An exact copy of every record is needed.

==== Recorded information ====

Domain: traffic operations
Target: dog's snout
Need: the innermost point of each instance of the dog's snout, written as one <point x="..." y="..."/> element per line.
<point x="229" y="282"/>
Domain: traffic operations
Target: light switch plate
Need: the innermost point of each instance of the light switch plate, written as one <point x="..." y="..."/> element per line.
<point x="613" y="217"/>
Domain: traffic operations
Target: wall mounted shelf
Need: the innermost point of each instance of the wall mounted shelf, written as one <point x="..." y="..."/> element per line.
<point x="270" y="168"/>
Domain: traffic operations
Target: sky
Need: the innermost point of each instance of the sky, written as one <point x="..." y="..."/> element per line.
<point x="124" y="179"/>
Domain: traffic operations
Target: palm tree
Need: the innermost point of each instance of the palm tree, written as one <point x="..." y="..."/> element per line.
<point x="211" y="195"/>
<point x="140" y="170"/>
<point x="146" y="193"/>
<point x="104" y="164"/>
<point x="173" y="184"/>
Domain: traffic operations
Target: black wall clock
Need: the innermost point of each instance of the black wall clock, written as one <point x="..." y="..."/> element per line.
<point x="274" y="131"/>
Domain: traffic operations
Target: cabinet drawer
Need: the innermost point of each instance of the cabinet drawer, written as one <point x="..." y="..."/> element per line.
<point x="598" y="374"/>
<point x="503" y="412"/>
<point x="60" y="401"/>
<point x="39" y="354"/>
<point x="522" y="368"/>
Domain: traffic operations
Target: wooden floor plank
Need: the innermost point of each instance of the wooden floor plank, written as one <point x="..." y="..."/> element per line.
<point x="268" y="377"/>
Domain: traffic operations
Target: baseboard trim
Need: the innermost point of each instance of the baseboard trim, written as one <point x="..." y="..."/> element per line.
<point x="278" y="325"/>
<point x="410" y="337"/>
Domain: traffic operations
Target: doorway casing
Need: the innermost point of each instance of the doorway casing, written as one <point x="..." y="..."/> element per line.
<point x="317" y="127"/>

====

▶ **Solution to this exercise**:
Domain: traffic operations
Target: dog's snout
Need: the innermost point of each instance of the dog's snout, written as one <point x="..." y="..."/> element per line.
<point x="229" y="282"/>
Domain: traffic operations
Target: light switch plate
Need: the innermost point of each instance of the light switch plate, written as one <point x="..." y="..."/> element per line.
<point x="613" y="217"/>
Domain: traffic operations
Target: wall mounted shelf
Need: the innermost point of each instance of the wall mounted shelf, written as one <point x="..." y="..."/> element per line.
<point x="270" y="168"/>
Domain: traffic operations
Target: sky
Need: the innermost point of each instance of the sky, written as one <point x="..." y="..."/> element per line.
<point x="124" y="179"/>
Domain: traffic operations
Target: palm tree
Need: the innermost point of each instance of the palm tree, written as one <point x="..." y="..."/> element per line.
<point x="211" y="195"/>
<point x="140" y="170"/>
<point x="146" y="193"/>
<point x="104" y="164"/>
<point x="173" y="184"/>
Domain: traffic operations
Target: black wall clock
Need: the innermost point of each instance of the black wall clock, written as one <point x="..." y="..."/> element per line.
<point x="274" y="131"/>
Domain: traffic operations
Target: cabinet drawer
Need: the innermost point of each instance of the cabinet drawer, written as one <point x="..." y="..."/> element per line.
<point x="598" y="374"/>
<point x="503" y="412"/>
<point x="60" y="401"/>
<point x="39" y="354"/>
<point x="522" y="368"/>
Domain: traffic operations
Target: wooden floor plank
Need: the innermost point of each instance of the wooden floor plank, written as one <point x="..." y="..."/> element per line.
<point x="268" y="377"/>
Domain: traffic operations
Target: baseboard trim
Need: the innermost point of each instance of the baseboard trim, written as one <point x="..." y="..."/> element per line.
<point x="278" y="325"/>
<point x="410" y="337"/>
Domain: traffic operations
Target: doorway casing
Need: the innermost point of each instance of the doorway casing, written as one <point x="..." y="..."/> element per line.
<point x="317" y="127"/>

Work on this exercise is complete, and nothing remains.